──────── Source excerpt ────────

The key axes people seem to work with their virtual environment management are:

How many (1 or multiple)
Where they are stored (locally in the workspace or some shared, central location)
What makes the virtual environment(s) special (i.e. if there are multiple virtual environments, how do they differ from each other?)

The one-environment-locally is covered by PEP 704 by recommending .venv. That’s seems to be what various tools are already doing, so I don’t think that’s really a contentious suggestion.

Things become tricky when the virtual environment is stored elsewhere on the file system. How are you to know where that location is? Each tool has their own default, so there’s no real way to discover any of this. A good amount of tools that store environments in a central location respect the WORKON_HOME environment variable that comes from virtualenvwrapper, but that’s only helpful if the user happened to define it.

Then there’s which virtual environment to use when there are multiple options? From a tooling perspective (and I’m specifically talking from experience from VS Code and the Python Launcher for Unix), there’s currently no way to tie a workspace back to any of its virtual environments or what the preferred environment is when there’s more than one. This is important as you want some way to automatically select the right virtual environment as it means you get to skip environment activation which is a sticking point for beginners as well as tooling in general. Activation is even an issue with advanced users who may forget they activated a different environment earlier ; I’m willing to admit I’ve done that thanks to the side-effect that activation follows you around your terminal by default with most tools that don’t provide a run command or you haven’t set up some integration in your shell (which is not typically portable across OSs, let alone shells).

Proposal

To help deal with the “where are the centrally stored environments” and “which of my multiple environments” problems, I’m proposing .venv can also be a file which points to a virtual environment. Think of it like a hacky symlink just for virtual environments. Any tools that have an activate command can just write that file and other tools can just pick up on it. It’s also flexible enough to let tools keep as many virtual environments as they want wherever they want w/o having to coordinate on other details. And the perk of using .venv as the file name is it’s already in a bunch of .gitignore files.

──────── Excerpted records ────────

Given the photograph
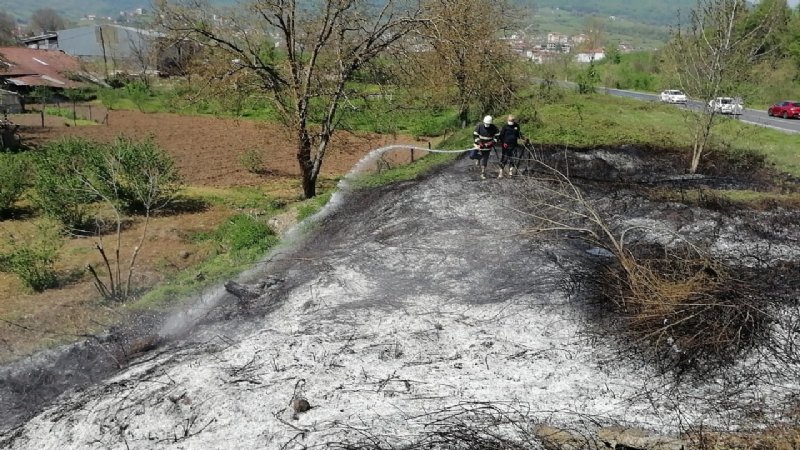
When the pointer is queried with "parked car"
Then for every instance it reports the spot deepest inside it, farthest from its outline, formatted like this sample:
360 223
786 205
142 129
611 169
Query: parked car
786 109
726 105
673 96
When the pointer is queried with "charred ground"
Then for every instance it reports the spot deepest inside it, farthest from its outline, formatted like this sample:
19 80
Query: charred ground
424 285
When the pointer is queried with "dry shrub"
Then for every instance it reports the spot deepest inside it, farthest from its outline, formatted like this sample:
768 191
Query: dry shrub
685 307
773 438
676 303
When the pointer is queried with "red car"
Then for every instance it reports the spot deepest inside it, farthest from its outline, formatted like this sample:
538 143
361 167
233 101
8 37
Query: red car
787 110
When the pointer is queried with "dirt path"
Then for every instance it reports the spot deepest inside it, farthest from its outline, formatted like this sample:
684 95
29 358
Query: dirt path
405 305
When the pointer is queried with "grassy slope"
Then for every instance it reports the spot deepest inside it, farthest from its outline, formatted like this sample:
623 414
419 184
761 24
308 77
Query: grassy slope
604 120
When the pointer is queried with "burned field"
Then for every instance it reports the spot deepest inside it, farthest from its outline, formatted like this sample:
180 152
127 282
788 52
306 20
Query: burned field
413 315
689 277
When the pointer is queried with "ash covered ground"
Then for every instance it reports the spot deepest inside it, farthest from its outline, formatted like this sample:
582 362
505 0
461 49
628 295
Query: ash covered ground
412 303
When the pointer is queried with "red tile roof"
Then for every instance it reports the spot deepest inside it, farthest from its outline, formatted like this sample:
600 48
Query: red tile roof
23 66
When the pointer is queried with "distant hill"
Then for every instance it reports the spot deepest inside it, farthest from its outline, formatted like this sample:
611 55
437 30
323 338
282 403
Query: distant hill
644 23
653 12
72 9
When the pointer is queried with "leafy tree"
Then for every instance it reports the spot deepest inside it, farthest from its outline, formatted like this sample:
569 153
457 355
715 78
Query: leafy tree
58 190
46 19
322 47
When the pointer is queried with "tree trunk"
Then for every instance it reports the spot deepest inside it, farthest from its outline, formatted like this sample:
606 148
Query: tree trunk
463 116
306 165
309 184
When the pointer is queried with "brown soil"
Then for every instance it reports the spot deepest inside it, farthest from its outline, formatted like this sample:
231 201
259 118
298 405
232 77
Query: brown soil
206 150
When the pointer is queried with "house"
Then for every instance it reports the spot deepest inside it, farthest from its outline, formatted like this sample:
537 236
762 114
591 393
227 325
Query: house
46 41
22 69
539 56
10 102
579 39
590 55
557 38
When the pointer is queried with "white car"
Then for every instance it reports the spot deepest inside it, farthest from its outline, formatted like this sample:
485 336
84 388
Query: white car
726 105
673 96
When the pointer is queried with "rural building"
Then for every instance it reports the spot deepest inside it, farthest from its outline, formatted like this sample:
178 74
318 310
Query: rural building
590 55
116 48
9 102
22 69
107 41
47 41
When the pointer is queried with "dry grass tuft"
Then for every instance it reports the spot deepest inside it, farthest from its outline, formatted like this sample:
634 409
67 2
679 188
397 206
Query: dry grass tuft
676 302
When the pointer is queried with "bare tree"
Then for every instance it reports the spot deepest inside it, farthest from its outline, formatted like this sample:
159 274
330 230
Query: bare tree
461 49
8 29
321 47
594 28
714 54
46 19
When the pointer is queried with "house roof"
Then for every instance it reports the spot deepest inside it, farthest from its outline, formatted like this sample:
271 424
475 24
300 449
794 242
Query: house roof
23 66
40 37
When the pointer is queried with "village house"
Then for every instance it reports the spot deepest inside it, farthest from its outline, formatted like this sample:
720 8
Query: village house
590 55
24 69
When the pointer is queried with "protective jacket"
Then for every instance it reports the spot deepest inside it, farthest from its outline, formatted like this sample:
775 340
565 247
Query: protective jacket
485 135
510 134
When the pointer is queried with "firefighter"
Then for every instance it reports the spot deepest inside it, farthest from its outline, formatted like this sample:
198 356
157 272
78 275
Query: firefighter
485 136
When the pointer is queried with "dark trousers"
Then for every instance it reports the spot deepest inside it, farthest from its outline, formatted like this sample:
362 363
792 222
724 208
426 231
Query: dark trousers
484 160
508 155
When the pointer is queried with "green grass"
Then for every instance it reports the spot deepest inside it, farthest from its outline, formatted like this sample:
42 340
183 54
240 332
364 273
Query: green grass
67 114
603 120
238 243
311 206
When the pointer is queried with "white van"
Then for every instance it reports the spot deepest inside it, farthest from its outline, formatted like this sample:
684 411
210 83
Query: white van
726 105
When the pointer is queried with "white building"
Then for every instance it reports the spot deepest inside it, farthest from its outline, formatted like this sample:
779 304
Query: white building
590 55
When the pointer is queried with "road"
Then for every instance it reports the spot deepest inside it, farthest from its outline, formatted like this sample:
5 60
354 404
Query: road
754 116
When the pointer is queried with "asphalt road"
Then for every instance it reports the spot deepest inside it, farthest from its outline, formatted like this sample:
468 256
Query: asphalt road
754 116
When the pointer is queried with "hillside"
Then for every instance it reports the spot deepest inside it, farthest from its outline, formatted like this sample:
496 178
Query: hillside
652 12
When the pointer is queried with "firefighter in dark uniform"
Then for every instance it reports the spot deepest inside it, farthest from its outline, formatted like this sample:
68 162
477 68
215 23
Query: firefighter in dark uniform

────────

■ **What this exercise asks**
1. Print the virtual environment text from "To help deal" to "of .gitignore files.".
2. Carry on the text about managing virtual environments, starting right after its final sentence.

■ **Responses in order**
1.
To help deal with the “where are the centrally stored environments” and “which of my multiple environments” problems, I’m proposing .venv can also be a file which points to a virtual environment. Think of it like a hacky symlink just for virtual environments. Any tools that have an activate command can just write that file and other tools can just pick up on it. It’s also flexible enough to let tools keep as many virtual environments as they want wherever they want w/o having to coordinate on other details. And the perk of using .venv as the file name is it’s already in a bunch of .gitignore files.

2.
If people want concrete proposals for how the semantics would work, Support a `.venv` file · Discussion #165 · brettcannon/python-launcher · GitHub from @uranusjr suggests only supporting relative paths anchored to the file’s location so no one can accidentally/sneakily point at a virtual environment in a .venv file they were simply handed. I’m not sure if WORKON_HOME is widely used enough to just assume it’s a “standard” and also support it, but that’s also an option.

If we can also agree on where virtual environments can be stored globally/centrally, that’s also great! My guess is there’s some place the XDG specification or something that suggests the directory we use.

Add if a naming scheme to tie virtual environments to workspaces (when that makes sense), then that takes care of all the major issues I have seen come up from storing virtual environments outside of the workspace. The naming scheme would probably would entail something like the tail of the path plus a hash of the directory for a subdirectory to contain all virtual environments for the workspace, and then potentially some naming scheme for the virtual environments themselves (e.g. purpose/label, Python implementation, and Python version).

I do have a more elaborate, flexible solution outlined at Support a way for other tools to assist in environment/interpreter discovery · Discussion #168 · brettcannon/python-launcher · GitHub that could replace the location standardization (the file proposal would still be useful). But I’m not sure if it needs to be the way to handle this, and instead have the more elaborate solution act as an escape hatch for more elaborate scenarios (e.g. adding conda support to the mix for tools that need to support that scenario).

dstufft · January 19, 2023, 2:14am

I mentioned it on the PEP 704 thread, but something I would think would be useful is for whatever direction we go here to support multiple environments for the same project-- even if one of them is the default.

Maybe that means instead of .venv we want .venvs/, and have some default named environment. This is kind of akin to what Cargo does with it’s build directories, and I think it works pretty well.

I don’t have a strong preference for the specific idea of having it be a file that points to another location. It seems fine to me if people really want it, but honestly, I can also just see us getting the problems of in tree narrowed down to where we might be able to just specify in tree.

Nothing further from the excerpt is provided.